» **Data provided**:

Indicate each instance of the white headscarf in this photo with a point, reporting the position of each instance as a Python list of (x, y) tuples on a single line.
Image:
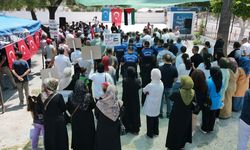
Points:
[(156, 75)]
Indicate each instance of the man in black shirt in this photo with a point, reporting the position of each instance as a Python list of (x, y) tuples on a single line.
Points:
[(196, 59), (21, 70), (169, 76), (4, 69)]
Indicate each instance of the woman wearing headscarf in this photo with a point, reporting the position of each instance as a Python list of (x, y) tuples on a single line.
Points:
[(66, 80), (80, 105), (180, 122), (108, 68), (131, 102), (152, 105), (55, 131), (108, 125), (214, 84), (226, 111), (242, 83), (200, 87), (223, 63)]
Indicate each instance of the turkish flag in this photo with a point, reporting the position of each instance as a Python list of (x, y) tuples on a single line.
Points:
[(32, 45), (10, 53), (37, 39), (22, 47), (116, 14)]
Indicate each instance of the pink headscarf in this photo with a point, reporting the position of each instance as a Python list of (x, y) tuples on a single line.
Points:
[(105, 62)]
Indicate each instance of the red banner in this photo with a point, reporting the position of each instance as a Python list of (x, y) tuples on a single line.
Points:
[(22, 47), (32, 45), (10, 54), (116, 14), (37, 39)]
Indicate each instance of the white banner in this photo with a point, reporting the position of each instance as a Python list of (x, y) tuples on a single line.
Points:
[(53, 29), (113, 39)]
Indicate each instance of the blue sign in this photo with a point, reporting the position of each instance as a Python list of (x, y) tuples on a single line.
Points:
[(105, 14), (184, 22)]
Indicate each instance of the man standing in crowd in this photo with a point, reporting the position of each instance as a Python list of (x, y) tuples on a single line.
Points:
[(169, 76), (20, 69), (4, 69), (61, 62), (196, 59), (49, 53), (147, 63)]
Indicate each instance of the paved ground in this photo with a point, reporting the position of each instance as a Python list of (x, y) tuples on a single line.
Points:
[(16, 123)]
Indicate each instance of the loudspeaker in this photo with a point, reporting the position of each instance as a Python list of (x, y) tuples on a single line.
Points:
[(62, 22), (188, 23)]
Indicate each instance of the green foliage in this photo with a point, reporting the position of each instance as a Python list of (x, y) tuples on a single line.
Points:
[(28, 4), (241, 8), (216, 6)]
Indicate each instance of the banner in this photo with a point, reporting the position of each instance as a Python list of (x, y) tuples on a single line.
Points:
[(53, 29), (113, 39), (49, 73), (116, 14), (129, 16), (10, 53), (37, 39), (74, 42), (105, 14), (22, 47), (91, 52), (32, 45)]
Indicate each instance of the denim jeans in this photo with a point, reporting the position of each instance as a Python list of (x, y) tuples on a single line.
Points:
[(166, 94), (38, 129)]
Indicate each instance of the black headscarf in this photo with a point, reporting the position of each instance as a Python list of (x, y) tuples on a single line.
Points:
[(216, 76), (80, 96)]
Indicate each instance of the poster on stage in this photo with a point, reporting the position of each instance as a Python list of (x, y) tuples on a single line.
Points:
[(184, 22), (113, 39), (53, 29), (74, 42), (49, 73), (91, 52)]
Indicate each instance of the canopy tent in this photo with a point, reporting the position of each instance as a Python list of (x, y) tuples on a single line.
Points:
[(136, 3), (12, 25)]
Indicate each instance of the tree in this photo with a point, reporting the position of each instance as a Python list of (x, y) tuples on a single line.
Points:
[(32, 6), (225, 20), (239, 8)]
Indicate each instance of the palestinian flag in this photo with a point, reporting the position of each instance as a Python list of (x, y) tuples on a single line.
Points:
[(129, 16)]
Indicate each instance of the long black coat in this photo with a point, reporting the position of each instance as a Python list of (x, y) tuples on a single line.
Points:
[(180, 123), (131, 103), (83, 127), (55, 131), (107, 134)]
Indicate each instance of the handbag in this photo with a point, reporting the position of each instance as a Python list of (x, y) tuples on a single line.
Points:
[(195, 107)]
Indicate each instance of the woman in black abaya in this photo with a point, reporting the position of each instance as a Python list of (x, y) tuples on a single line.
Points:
[(131, 102), (80, 105), (108, 125), (55, 131)]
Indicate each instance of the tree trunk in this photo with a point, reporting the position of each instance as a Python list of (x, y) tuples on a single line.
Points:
[(34, 17), (243, 27), (224, 25)]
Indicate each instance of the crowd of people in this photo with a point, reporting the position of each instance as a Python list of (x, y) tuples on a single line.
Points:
[(157, 74)]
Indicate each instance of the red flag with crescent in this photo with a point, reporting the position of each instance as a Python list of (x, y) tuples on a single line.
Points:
[(32, 45), (37, 39), (116, 14), (22, 47), (10, 53)]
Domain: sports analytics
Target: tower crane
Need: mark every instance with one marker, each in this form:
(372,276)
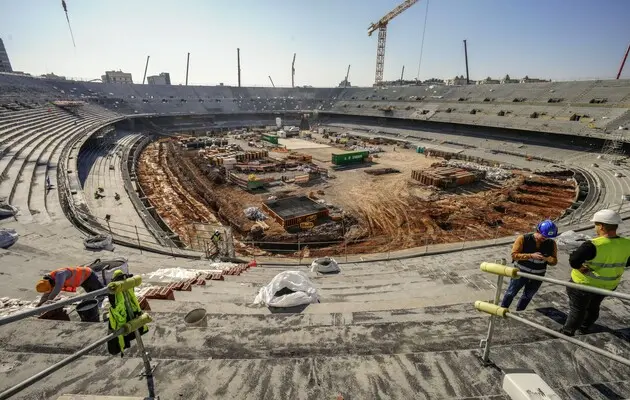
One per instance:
(381,25)
(293,71)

» **Brief**: Rewrite the listing above, switching "in this photo" to "in this image" everywhere it occurs and leaving everything else unchanged. Omit the pictures.

» **Task answer**:
Indicate each instance of the white headscarf in this image with a point, reporting the position of each instance as a Python list of (x, y) tuples on a single line.
Image:
Points:
[(156, 75)]
Indicate each instance of the man in black shirt in this image with a point, reporting the position of each instance as a Python list of (x, y) tuples on a single line.
Points:
[(196, 59), (21, 70), (169, 76), (4, 69)]
Indicate each instance of the woman wearing headscarf in this image with a point, reporting the position of each instance as a Python list of (x, y) tuples on a single line.
Points:
[(66, 80), (80, 105), (180, 122), (108, 68), (131, 102), (152, 105), (55, 131), (108, 125), (214, 84), (226, 111), (242, 83), (200, 87), (223, 63)]
Indicate each instance of the turkish flag in this image with a point, reporting the position of each instance as a Python list of (x, y) tuples on a single line.
Points:
[(32, 45), (10, 53), (37, 39), (22, 47), (116, 14)]
Indicate each instance of the pink headscarf in this image with a point, reporting the position of each instance as a Python list of (x, y) tuples on a single line.
Points:
[(105, 62)]
Indicate each instance of the red banner in this image with a point, reporting the position of each instance as a Python list of (x, y) tuples on a single line.
Points:
[(22, 47), (32, 45), (10, 54), (116, 14), (37, 39)]
Indicate each instance of the white banner in this image with a point, reporting the position of each instance as a Python list of (x, y) tuples on a single line.
Points:
[(53, 29), (113, 39)]
Indicate each instance of the blue sign in this image with a point, reporting the position of each instance as a Python list of (x, y) tuples on a single line.
Points:
[(105, 14), (184, 22)]
Indicate each instance of the man standing in crowd in this image with a point, reporting the position of each instance as a Python list of (x, y) tuples on a single line.
Points:
[(169, 76), (20, 69), (4, 69), (61, 62), (196, 59), (49, 53), (147, 63)]
Indicate each instance of the paved ground in this image with a point, reporting the position of each instance as a Python list of (x, y) tuples on a single line.
Points:
[(16, 123)]
Indicate each instance of the loudspeaker in this image with a point, reporting the position of each instance as a Python list of (x, y) tuples on a single line.
Points:
[(62, 22), (188, 23)]
Indicate each instance of the green foliage in this image with a point, reporting the position of each instance as a Python list of (x, y) tuples on a single line.
Points:
[(28, 4), (241, 8), (216, 6)]
Indicate each instance of the banner in this image with a point, reporting the position of each instance as a Python list of (x, y) tuples on a single line.
Points:
[(53, 29), (113, 39), (49, 73), (116, 14), (129, 16), (10, 53), (37, 39), (74, 42), (105, 14), (22, 47), (91, 52), (32, 45)]
Indicate each instance of the denim jeans in this image with a point, reporting the position of each instance as a Python list of (x, y) tuples on a single line.
Points:
[(166, 94), (38, 129)]
Indicate each instance of the black headscarf in this image with a point, reporting the position of each instance as a Python list of (x, y) tuples on a single line.
Points:
[(216, 76), (80, 96)]
Indicate each instance of the poster on stage in this image with a point, reporting the position of each instance as a Python list of (x, y) tuples on a single line.
Points:
[(184, 22), (113, 39), (53, 29), (74, 42), (49, 73), (91, 52)]
Indicate each instance of the canopy tent in this image with a point, reporting the position of each instance as a Python list of (x, y) tuples on a single line.
Points:
[(136, 3), (12, 25)]
Indicate each instance of the tree in this image with a point, reporting the position of each instance as a Python list of (x, y) tuples on a single line.
Points:
[(32, 6), (225, 20), (239, 8)]
Indicate each instance of the palestinian flag in this image with a point, reporting the position of each instance as a Python list of (x, y) tuples on a single line.
Points:
[(129, 16)]
Indicate each instance of the long black coat in this image with a point, reporting the position of each instance as a Python list of (x, y) tuples on a single line.
Points:
[(180, 123), (131, 103), (83, 127), (55, 131), (107, 134)]
Indicate each instance of the handbag in this image with a point, reporting the position of each instance as a Python list of (x, y) tuples on a single line.
Points:
[(195, 107)]
Indicate each instance of the woman in black abaya in this image with a point, reporting the position of each instance as a Python list of (x, y) tuples on a single line.
Points:
[(131, 102), (80, 105), (108, 125), (55, 131)]
Indicate each instance of the tree trunk in this image with a point, reporting the position of each instance as a Python list of (x, y) tuples on a single line.
Points:
[(34, 17), (243, 27), (224, 25)]
Indicate each instance of the crowd of people in this image with a point, reporting the position of each instance as a Python list of (x, y) tuples on a single line.
Points:
[(157, 74)]
Indicate each instance of the red flag with crescent in this image with a point, reporting the position of each instance as a Python list of (x, y) tuples on a single line.
Points:
[(32, 45), (37, 39), (116, 14), (22, 47), (10, 53)]
Domain: sports analytics
Target: tower crane
Need: mark every instance with one marker, each in this form:
(372,276)
One per instance:
(381,25)
(293,71)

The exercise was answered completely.